So which type of companies are most sensitive to rising interest rates? Theory predicts that companies with low return on equity (or even negative), high growth rates, or high valuations have the highest equity duration. Our Bubble stocks equity theme basket is clearly the subset of equities we expect to have the highest sensitivity to interest rates, combined with private equity firms, real estate and high valuation IPOs. While equity markets are calm, growth investors should start now to balance their portfolios with defensive and low-duration equities such as commodities and high-quality companies with high return on equity and below-average equity valuations.
Exceptional US companies
While US equity valuations are high they are not high without reason. One factor is the low real yields, but that could also be said of Europe and here we do not observe the same equity valuations. Part of the explanation is that US companies have a significantly higher return on equity, currently at 17.1% compared to 11.3% in Europe, and as we have described in research notes, US companies on average have more stable earnings and grow faster due to their higher share of digital companies in public markets.
The high return on equity for US companies predicts that even with higher valuation levels today, US equities could outperform European equities. Let’s say that US and European companies deliver the current return on equity each year over the next five years: even if US equities today are 25% more expensive on price-to-book and revert to European equity valuation levels after five years, US equities would have generated 29% more return over that period. So it should be clear for investors that you need very good arguments for not still being overweight on US equities.
Equity markets | ROE (%) |
US | 17.1 |
Europe | 11.3 |
UK | 11.7 |
Japan | 9.2 |
Source: Bloomberg and Saxo Group
Inflation and the margin squeeze
The biggest risk to economies, financial markets and equities is inflation. It holds the key to upset the entire structure in place since 2008. Policies are being implemented globally as if we have a demand shock, but we are currently facing a supply side shock due to the pandemic, lack of investments in the physical world, and an accelerated decarbonisation through electrification and renewable energy. These forces are putting enormous pressure on commodity prices and our view is that the green transformation combined with the current policy trajectory will sow the seeds of a commodity super-cycle that will last for a decade.
In addition policies in the developed world and China will increasingly address inequality to avoid social unrest, which will mean higher taxes on corporates and capital, supporting higher wage growth for low-income individuals. The combined effect could cause inflation to run higher for longer and above the 2.3% average in the US since late 1991. One conundrum is that since the world has become very sensitive to interest rates, what will central banks do if inflation remains above average for a long time? Either they raise rates and cause pain to our indebted economy, or they stay put and let real yields go even more negative. Could equities enter an outright melt up scenario under these conditions? It is not unthinkable.

SOURCE DATA:
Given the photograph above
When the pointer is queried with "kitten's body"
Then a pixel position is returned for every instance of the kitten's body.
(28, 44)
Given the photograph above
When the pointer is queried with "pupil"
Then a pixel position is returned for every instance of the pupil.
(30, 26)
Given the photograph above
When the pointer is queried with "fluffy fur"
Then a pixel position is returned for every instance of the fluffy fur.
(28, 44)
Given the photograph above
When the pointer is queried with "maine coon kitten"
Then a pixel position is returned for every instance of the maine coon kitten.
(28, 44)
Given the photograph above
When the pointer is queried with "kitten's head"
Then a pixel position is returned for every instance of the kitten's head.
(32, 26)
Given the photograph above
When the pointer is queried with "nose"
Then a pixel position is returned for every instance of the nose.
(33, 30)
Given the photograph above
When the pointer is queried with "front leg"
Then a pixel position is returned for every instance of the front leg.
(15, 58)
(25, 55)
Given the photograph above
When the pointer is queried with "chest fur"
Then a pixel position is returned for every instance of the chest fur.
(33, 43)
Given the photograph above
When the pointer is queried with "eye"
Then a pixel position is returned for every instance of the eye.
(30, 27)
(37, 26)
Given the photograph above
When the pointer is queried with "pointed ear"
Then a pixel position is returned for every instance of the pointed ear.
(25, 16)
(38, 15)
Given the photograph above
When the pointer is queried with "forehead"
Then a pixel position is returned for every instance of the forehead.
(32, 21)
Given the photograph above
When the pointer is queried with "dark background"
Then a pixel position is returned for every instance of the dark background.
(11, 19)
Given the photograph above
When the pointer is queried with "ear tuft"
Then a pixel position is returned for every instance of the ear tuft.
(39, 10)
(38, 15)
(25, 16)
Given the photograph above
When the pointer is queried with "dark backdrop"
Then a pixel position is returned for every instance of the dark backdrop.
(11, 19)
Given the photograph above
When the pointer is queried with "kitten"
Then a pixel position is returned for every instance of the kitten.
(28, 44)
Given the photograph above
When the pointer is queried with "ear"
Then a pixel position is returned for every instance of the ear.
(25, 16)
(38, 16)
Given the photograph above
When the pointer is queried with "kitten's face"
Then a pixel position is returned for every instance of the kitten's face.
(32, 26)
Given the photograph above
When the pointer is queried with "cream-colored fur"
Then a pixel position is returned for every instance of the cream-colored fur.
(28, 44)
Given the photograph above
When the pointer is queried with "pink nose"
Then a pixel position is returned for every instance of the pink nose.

==

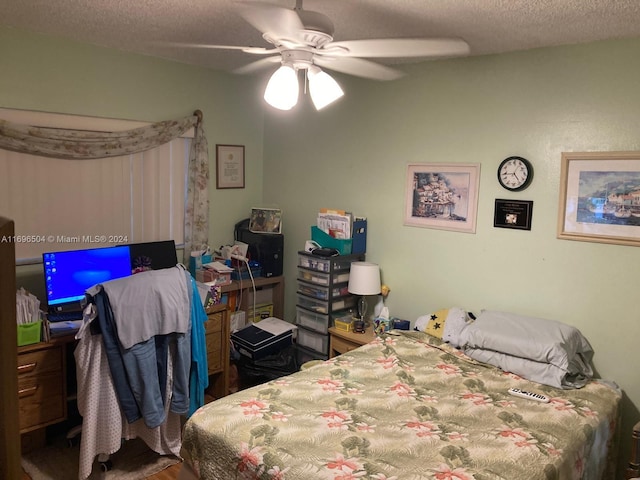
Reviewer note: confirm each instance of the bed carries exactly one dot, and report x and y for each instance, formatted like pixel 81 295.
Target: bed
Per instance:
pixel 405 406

QUESTIONS:
A. According to the equity market commentary, what is the biggest risk to economies, financial markets and equities?
B. Summarize the equity market commentary in two sentences.

EXERCISE RESPONSES:
A. Inflation.

B. Companies with low return on equity, high growth rates or high valuations are the most sensitive to rising interest rates, while US companies' higher return on equity (17.1% versus 11.3% in Europe) means US equities could outperform European equities despite higher valuations. Inflation is the biggest risk, pushed by a supply side shock, pressure on commodity prices and policies addressing inequality, and it leaves central banks choosing between raising rates and letting real yields go even more negative.